PROBLEM DETAILS: The required result is each line of the entries below containing the string "Example".

TASK INPUTS:
__________

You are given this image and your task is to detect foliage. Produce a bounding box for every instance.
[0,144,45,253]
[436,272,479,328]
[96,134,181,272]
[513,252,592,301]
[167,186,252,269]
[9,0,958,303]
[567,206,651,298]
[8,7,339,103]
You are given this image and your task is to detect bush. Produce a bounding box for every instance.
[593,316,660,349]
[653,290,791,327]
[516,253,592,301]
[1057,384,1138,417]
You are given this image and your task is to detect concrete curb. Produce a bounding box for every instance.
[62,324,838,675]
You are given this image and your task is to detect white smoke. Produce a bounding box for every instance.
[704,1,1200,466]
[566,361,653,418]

__________

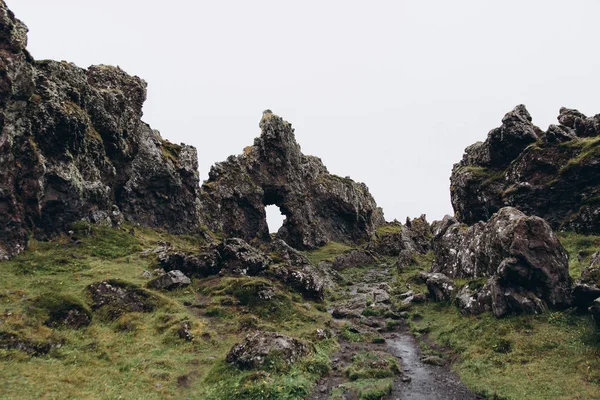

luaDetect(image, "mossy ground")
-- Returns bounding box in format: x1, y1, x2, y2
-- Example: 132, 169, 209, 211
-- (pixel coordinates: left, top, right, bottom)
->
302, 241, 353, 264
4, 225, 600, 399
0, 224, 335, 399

__________

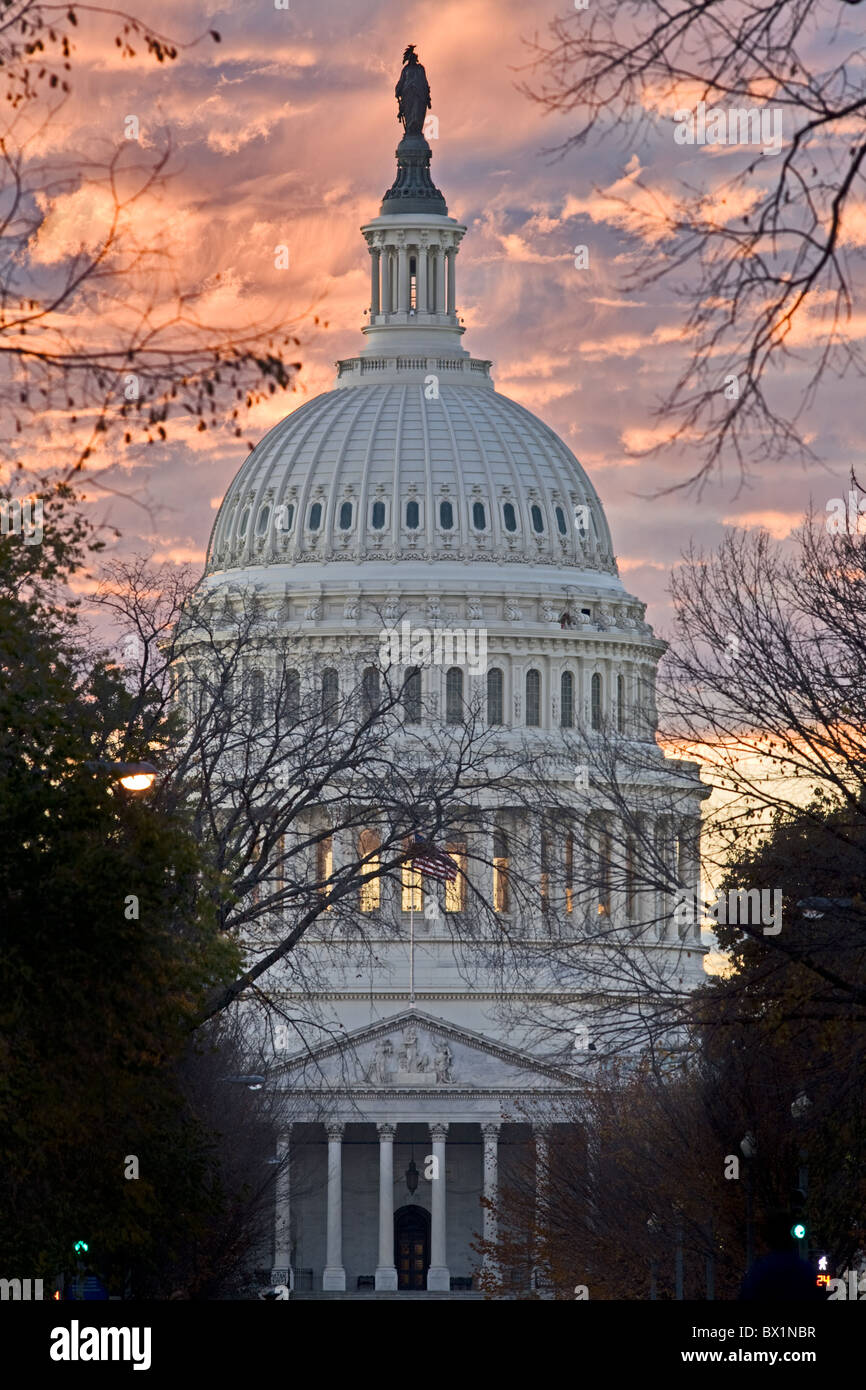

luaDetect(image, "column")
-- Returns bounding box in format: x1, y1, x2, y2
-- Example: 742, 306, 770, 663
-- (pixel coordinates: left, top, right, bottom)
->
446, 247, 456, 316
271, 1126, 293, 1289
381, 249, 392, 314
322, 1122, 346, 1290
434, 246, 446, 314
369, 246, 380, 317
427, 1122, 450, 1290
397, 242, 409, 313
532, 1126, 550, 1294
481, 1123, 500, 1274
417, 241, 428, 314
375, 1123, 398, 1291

__________

ANSWER SECTION:
-- Example: 132, 169, 209, 211
-- Example: 742, 306, 770, 663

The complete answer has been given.